◆ Stated problem ◆
Please identify each line in the rows below that contains the word "range" and copy those lines.

◆ Data in this exercise ◆
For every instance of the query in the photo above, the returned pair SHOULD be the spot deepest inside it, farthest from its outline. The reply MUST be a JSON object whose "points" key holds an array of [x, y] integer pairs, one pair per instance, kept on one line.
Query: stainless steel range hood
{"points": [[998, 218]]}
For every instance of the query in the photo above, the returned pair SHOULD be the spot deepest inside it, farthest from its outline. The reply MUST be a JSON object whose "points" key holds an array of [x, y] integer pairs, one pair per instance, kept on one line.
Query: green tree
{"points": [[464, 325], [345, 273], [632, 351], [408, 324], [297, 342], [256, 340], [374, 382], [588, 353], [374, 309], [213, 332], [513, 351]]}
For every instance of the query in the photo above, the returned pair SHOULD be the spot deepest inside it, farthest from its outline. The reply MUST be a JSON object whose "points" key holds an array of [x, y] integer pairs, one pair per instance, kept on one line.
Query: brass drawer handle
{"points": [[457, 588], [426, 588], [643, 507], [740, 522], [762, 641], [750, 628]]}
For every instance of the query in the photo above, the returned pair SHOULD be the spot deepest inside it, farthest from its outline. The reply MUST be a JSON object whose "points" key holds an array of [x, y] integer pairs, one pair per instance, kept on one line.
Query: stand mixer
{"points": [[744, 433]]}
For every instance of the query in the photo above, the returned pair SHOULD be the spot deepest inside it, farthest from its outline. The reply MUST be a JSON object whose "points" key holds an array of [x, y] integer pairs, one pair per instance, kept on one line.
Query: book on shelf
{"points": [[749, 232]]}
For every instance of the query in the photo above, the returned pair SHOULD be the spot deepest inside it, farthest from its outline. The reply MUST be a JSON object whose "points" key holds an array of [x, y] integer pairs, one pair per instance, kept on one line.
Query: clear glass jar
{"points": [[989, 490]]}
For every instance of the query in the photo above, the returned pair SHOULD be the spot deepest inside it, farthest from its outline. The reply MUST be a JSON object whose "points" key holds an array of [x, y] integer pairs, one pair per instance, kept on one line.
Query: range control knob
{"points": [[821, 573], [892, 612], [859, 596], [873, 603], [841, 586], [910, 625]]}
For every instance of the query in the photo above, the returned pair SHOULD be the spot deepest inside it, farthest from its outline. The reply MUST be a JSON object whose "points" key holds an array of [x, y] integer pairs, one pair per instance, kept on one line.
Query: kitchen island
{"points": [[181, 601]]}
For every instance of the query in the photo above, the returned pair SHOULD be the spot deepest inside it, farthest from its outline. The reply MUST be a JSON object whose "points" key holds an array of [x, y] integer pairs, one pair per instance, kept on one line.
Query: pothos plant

◆ Answer to this exercise ◆
Query: stainless steel range hood
Query: range control knob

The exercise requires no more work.